Scan the listing below for the word "query" and copy every line where it occurs.

Data extract
· · · ·

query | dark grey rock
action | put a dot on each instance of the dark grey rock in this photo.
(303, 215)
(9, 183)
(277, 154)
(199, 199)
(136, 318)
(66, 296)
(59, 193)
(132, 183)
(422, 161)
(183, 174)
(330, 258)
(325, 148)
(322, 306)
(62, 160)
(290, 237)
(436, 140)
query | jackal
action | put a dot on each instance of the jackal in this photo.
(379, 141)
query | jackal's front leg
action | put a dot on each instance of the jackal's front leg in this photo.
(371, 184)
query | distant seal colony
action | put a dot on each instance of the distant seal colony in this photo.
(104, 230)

· · · ·

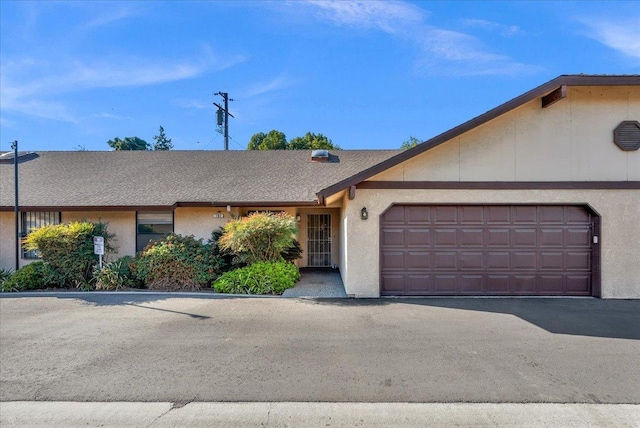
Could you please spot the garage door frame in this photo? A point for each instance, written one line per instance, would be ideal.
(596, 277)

· · · ·

Task solution
query | dark grey rock
query | jackal
query | jackal's front leg
query | distant seal colony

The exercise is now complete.